◆ **Vorliegender Text**:
Das hat mir bis jetzt immer ausgereicht. Für AS511 und RK512 empfehle ich http://www.merz-sw.com/
Gruss
Question_mark


----------



## rgeber (4 Oktober 2004)

Hi

Sollte für Siemens alleine ausrichen 

Aber ich will mir hier einen generellen Überblick über die OPC Technik verschaffen, erst mal unabhängig von Steuerungsherstellern. Das kommt dann später.

Weiß jemand ob es OPC Server für Linux, FreeBSD oder MacOS X gibt?

rg


----------



## Question_mark (4 Oktober 2004)

Hallo rgeber,


> Weiß jemand ob es OPC Server für Linux, FreeBSD oder MacOS X gibt


Ist mir nicht bekannt. Ich glaube es auch nicht, da OPC Funktionen des Windows Betriebssystem ab NT 4 nutzt (genauer gesagt COM, weitere Infos dazu unter http://www.computerbase.de/lexikon/Component_Object_Model). Von daher sind andere Betriebssysteme als M$ erst mal nicht in der Lage, mit OPC umzugehen. Es ist vielleicht möglich, dass irgend jemand eine COM Emulation (oder was auch immer) für Linux geschrieben hat, ist mir aber nicht bekannt.
Unter Linux müsste aber zumindest ein OPC-Client nach dem DX Standard möglich sein, meines Wissens kann Linux mit XML-Dokumenten umgehen. Zu Linux kann Zottel aber bestimmt mehr sagen als ich.
Gruss
Question_mark


----------



## rgeber (4 Oktober 2004)

Hm, klingt ernüchternd. Habe mit den Unix Systemen vor allem im Punkto Stabilität sehr gute Erfahrungen. Na ja, hoffe noch auf ne andere Antwort.

rg


----------



## Kurt (4 Oktober 2004)

Es gibt ja auch Softwarefirmen die 'nur' OPC Server haben.
zB.:  www.kepware.com
und dazu viele BusServer (Kommunikationstreiber) anbieten.

Ob man dazu aber für jeden 'Vendor' also 'Protokoll/HW/Kommtreiber Ding' einen eigenen OPC Server hat oder ob einem Client über *einen* Server alle 'Steuerungen' zur Verfügung stehen .... weis nicht.

Kurt


----------



## Zottel (4 Oktober 2004)

Question_mark schrieb:
			
		

> Hallo rgeber,
> 
> 
> > Weiß jemand ob es OPC Server für Linux, FreeBSD oder MacOS X gibt
> ...


Es gibt eine Implementation von DCOM (dem unter OPC liegenden Mechanismus für verteilte Objekte) für LINUX:

[url]http://www2.softwareag.com/at/products/entirex/downloads/download_exxdcom.asp.
[/url]
Soweit ich weiß, gibt es auch Hersteller, die darauf aubauend OPC machen. Aber da ich mich zuletzt vor mehr als 18 Monaten dafür interessiert habe, weiß ich nicht was aktuell ist.

◆ **Zu bearbeitende Aufgabe**:
Schreibe den Forenthread über OPC-Server unter Linux im Anschluss an seinen letzten Satz weiter.

(Einträge aus einem Pointing-Datensatz)
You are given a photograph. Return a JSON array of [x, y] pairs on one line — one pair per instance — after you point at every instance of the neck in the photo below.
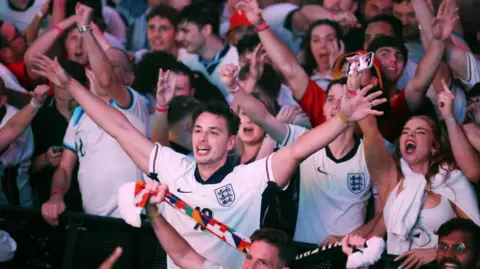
[[180, 139], [212, 46], [20, 4], [250, 151], [207, 170], [343, 143]]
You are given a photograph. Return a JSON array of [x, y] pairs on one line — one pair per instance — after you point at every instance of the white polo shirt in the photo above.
[[104, 166], [232, 195], [333, 193]]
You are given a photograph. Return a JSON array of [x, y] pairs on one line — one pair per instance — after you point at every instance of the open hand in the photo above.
[[165, 88], [357, 107], [445, 102], [228, 75], [443, 23], [251, 10], [52, 70]]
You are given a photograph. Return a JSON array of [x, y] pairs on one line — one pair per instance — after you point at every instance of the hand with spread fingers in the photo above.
[[357, 107], [165, 88]]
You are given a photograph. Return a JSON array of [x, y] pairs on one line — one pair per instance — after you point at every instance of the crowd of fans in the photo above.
[[244, 109]]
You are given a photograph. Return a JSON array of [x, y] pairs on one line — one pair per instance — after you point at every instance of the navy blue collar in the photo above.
[[216, 177]]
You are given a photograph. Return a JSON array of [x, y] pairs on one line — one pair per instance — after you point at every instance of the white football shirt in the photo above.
[[333, 193], [104, 166], [233, 196]]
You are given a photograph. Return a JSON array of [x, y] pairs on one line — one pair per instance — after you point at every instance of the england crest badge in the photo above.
[[225, 195], [356, 182]]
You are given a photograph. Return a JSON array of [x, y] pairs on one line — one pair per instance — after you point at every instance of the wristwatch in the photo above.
[[85, 28]]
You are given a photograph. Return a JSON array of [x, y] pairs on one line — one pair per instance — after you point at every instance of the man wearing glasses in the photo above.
[[458, 245]]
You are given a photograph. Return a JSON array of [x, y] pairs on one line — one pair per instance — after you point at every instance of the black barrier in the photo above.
[[84, 241]]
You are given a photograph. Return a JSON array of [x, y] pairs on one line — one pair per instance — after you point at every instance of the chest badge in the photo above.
[[225, 195]]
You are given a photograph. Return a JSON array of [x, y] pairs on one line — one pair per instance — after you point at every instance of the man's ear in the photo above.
[[207, 30]]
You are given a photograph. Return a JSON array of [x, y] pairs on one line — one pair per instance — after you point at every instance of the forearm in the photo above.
[[466, 156], [160, 128], [31, 32], [416, 89], [177, 248]]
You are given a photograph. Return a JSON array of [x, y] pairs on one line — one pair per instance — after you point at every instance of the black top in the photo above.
[[49, 127]]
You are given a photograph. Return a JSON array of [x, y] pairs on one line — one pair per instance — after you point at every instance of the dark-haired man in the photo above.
[[458, 245], [211, 183], [204, 51]]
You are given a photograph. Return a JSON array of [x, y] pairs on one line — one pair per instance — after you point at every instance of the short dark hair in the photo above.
[[181, 107], [395, 23], [146, 72], [202, 13], [310, 63], [166, 12], [463, 225], [181, 69], [248, 43], [280, 240], [388, 41], [75, 70], [220, 109]]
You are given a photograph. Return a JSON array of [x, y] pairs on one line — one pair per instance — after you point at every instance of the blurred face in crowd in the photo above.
[[13, 45], [376, 7], [192, 36], [405, 12], [182, 85], [392, 62], [417, 141], [323, 38], [74, 47], [473, 107], [456, 250], [249, 133], [211, 140], [120, 65], [340, 5], [375, 29], [161, 34], [263, 255]]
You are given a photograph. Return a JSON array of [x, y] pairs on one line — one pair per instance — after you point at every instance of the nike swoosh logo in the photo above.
[[180, 191]]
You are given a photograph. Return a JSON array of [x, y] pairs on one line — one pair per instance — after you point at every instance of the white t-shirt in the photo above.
[[232, 196], [194, 63], [19, 152], [104, 166], [473, 72], [21, 19], [333, 193]]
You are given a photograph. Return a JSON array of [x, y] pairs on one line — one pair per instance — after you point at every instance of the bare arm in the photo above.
[[43, 45], [177, 248], [100, 63]]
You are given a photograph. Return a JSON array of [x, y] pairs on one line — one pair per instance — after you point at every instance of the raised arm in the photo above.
[[416, 89], [466, 156], [177, 248], [20, 121], [252, 107], [132, 141], [297, 79], [44, 43], [353, 108], [99, 61], [165, 93]]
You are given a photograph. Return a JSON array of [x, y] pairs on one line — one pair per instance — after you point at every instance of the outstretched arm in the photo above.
[[132, 141], [285, 161], [99, 61], [466, 156], [177, 248], [17, 124]]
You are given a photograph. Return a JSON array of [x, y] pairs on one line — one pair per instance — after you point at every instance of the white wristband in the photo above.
[[35, 105]]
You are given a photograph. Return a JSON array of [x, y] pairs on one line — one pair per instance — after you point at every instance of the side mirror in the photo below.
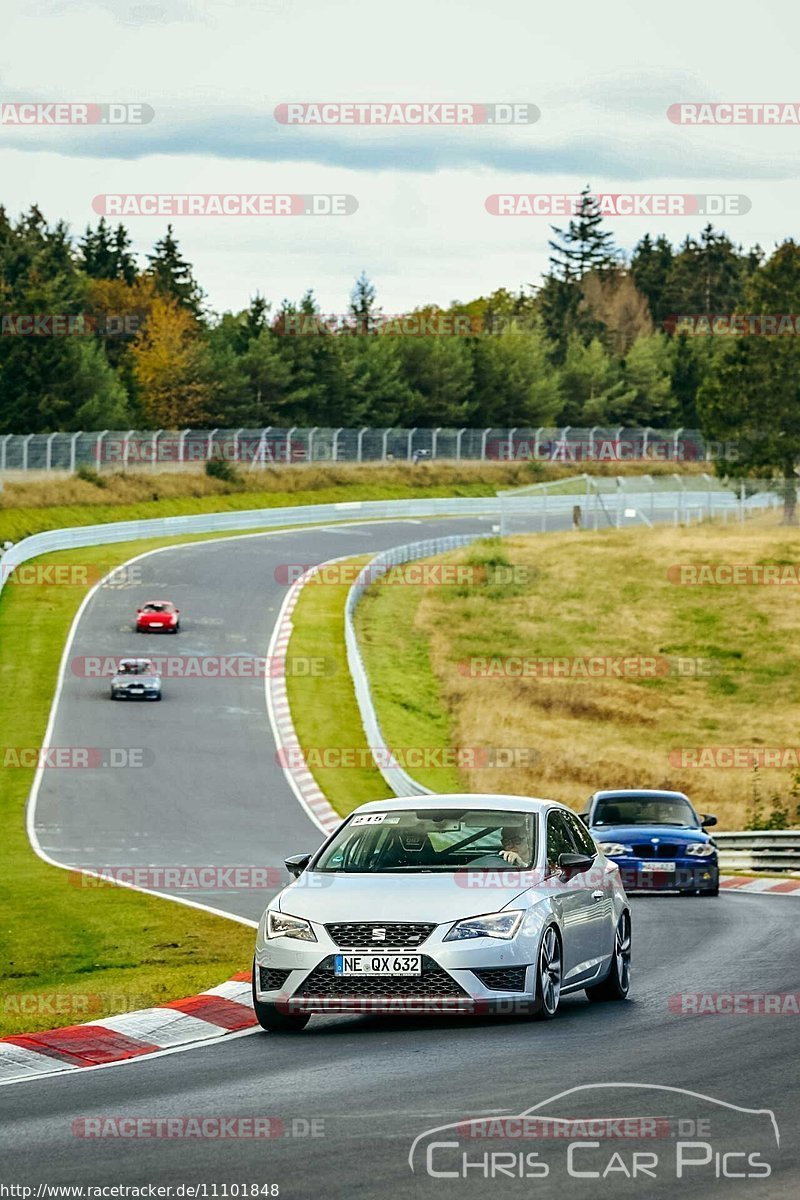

◆ **Ergebnis**:
google +OPC +linux.
Es hilft dir bloß nicht wirklich, wenn es die gerätespezifischen Server der Hersteller immer nur für Windows gibt.
Wenn du client und server unter Linux haben willst, sie dir mal ACPLT an.

[url]http://acplt.plt.rwth-aachen.de/ks/ks.html
[/url]
Das ist ein ähnliches System wie OPC, das heißt es gibt Server, die mit der SPS kommunizieren und die Werte netzweit zur Verfügung stellen.
Für S7 gibt es mindestens einen kommerziellen Server.
Windows-Clients gibt´s auch.

Eine geeignet konfigurierte Installation meiner Visualisierungssoftware VISUAL kann prinzipiell die Daten aller unterstützten SPSen als (wenig kofortabler) ACPLT-Server anbieten.

[url]http://visual.sourceforge.net
[/url]
Dazu ist der aktuellste Code aus dem CVS erforderlich.
[/url]


----------



## Question_mark (4 Oktober 2004)

Hallo,
nur zur Klärung der Begriffe :
COM   = Server und Client auf dem gleichen Rechner
DCOM= Server und Client auf unterschiedlichen Rechnern im Netzwerk
Gruss
Question_mark


----------



## rgeber (5 Oktober 2004)

Danke für die Links und Erklärungen, werde das gleich mal durch gehen.

rg


----------



## Rudi (17 Oktober 2004)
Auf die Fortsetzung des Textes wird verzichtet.